> O problema:
Reproduza sem nenhuma alteração as linhas que vão da que contém "Could you please locate the moss-covered" até o fim das linhas, com as duas pontas incluídas. Deixe as imagens fora da resposta.

> Linhas dos dados:
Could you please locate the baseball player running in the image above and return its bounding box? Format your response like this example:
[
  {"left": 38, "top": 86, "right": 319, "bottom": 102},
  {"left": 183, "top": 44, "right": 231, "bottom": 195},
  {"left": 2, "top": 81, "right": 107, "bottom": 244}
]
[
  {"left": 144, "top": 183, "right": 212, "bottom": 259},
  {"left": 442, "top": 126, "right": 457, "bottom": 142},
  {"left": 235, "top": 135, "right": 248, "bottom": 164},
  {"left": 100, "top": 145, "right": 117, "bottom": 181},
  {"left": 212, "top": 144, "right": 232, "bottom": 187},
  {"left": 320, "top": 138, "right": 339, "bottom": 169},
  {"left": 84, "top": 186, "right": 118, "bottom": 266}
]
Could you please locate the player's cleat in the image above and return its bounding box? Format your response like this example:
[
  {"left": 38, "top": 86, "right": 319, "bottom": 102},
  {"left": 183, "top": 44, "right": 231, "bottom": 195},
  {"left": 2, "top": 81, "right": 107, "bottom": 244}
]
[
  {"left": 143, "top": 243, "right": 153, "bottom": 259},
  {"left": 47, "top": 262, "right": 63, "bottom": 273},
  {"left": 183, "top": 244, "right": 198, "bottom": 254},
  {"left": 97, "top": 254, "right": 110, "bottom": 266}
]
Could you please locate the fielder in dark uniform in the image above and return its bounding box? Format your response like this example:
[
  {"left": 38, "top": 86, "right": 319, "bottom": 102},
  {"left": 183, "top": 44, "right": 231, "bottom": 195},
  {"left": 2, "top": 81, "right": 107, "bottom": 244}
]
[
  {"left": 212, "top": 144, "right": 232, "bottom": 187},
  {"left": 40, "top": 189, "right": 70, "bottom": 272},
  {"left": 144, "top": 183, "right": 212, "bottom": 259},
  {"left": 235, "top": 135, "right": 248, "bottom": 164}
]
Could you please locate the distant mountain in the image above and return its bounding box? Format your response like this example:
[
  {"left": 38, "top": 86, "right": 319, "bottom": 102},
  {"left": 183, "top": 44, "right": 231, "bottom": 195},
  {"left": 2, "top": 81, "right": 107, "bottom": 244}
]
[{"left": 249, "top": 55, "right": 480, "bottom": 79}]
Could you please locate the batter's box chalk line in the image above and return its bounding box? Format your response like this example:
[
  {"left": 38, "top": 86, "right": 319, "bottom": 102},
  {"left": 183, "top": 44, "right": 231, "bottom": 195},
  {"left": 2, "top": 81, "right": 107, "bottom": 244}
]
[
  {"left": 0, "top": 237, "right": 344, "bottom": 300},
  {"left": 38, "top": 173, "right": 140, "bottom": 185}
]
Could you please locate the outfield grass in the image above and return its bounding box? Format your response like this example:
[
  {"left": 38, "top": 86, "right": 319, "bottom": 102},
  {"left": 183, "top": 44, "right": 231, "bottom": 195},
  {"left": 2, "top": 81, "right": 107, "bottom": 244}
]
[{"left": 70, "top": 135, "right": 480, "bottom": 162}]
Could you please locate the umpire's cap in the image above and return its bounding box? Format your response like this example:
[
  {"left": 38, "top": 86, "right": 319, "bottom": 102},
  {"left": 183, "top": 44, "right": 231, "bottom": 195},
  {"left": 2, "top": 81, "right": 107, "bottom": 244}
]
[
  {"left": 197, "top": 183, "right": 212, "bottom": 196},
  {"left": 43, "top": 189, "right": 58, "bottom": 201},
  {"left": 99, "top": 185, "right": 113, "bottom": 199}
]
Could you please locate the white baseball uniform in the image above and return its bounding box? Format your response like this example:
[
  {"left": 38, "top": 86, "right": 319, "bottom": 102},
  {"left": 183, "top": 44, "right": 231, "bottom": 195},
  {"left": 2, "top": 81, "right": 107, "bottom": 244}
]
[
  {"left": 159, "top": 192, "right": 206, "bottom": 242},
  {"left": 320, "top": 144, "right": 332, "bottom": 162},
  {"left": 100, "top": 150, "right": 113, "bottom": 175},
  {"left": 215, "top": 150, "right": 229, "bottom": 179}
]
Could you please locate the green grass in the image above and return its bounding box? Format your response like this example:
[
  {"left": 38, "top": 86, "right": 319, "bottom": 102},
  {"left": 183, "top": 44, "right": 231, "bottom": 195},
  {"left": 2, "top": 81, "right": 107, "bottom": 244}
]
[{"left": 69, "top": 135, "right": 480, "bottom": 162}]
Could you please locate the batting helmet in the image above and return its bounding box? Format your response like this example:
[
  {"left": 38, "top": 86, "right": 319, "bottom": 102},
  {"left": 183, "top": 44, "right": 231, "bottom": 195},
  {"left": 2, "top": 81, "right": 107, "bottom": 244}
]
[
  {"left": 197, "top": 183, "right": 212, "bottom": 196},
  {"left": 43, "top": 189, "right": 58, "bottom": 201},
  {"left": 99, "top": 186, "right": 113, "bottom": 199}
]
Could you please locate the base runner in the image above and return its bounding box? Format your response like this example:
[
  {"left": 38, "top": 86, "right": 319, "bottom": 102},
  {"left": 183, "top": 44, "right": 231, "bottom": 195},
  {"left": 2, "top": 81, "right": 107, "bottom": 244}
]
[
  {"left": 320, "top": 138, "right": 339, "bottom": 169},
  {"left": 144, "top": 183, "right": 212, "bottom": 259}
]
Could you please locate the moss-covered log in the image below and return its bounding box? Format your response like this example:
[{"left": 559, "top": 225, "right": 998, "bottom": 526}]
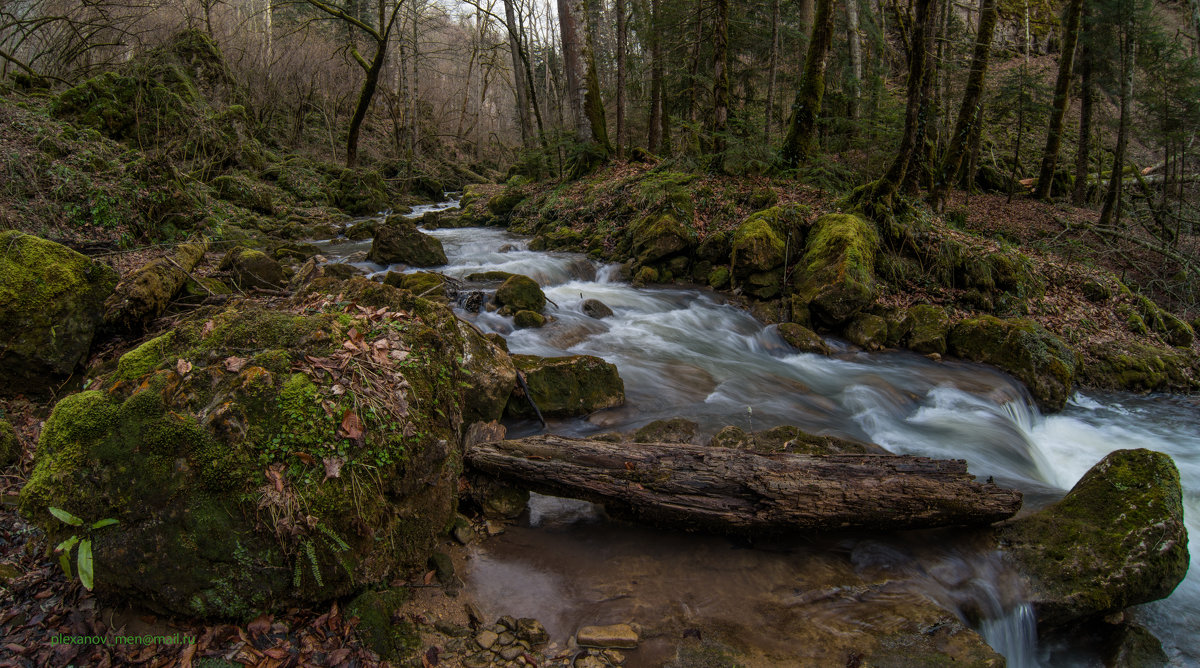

> Resolução:
Could you please locate the moss-covered log in the image below and return its bounding box? Format your response like this example:
[{"left": 559, "top": 225, "right": 998, "bottom": 526}]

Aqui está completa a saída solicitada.